(Recorded data):
>> Begin
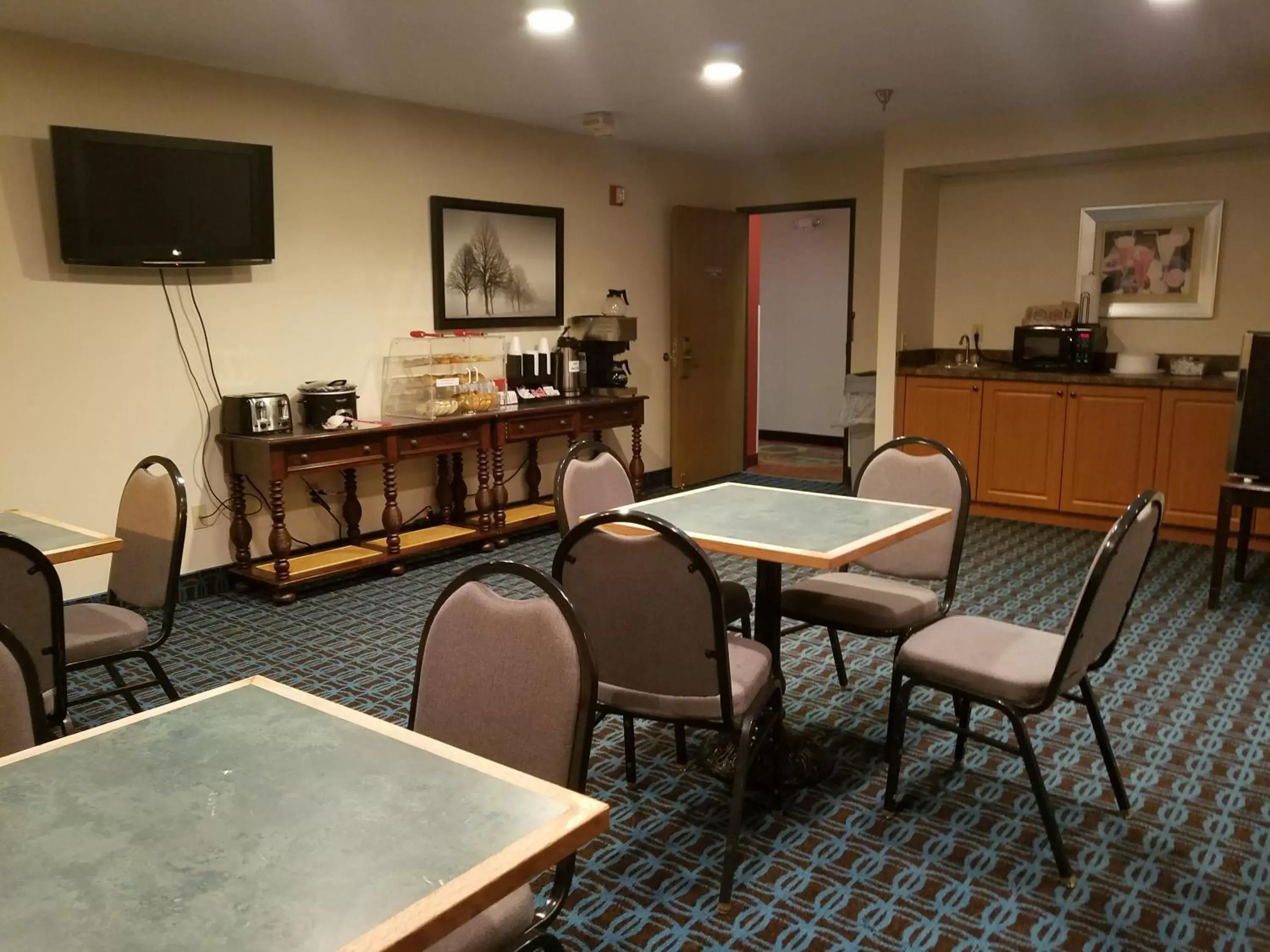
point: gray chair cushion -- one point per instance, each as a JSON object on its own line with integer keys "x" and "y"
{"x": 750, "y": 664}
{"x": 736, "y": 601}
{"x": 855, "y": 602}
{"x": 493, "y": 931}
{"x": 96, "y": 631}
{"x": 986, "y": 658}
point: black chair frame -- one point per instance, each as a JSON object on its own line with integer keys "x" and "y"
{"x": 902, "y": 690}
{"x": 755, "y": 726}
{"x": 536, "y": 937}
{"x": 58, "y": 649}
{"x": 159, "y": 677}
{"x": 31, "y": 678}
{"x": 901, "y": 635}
>> End
(Stated problem): Reproduce every line of the entries above word for word, leaving out the pictures.

(Worked answer):
point: gray chair cushion -- one point per instance, each as a JSON object on its own line with integer keys "x" and "y"
{"x": 750, "y": 664}
{"x": 736, "y": 601}
{"x": 855, "y": 602}
{"x": 493, "y": 931}
{"x": 96, "y": 631}
{"x": 986, "y": 658}
point: black chair frame -- one point per instance, each as a JSON object on its own line with integer keys "x" and "y"
{"x": 902, "y": 690}
{"x": 755, "y": 726}
{"x": 536, "y": 937}
{"x": 58, "y": 649}
{"x": 159, "y": 677}
{"x": 31, "y": 678}
{"x": 901, "y": 635}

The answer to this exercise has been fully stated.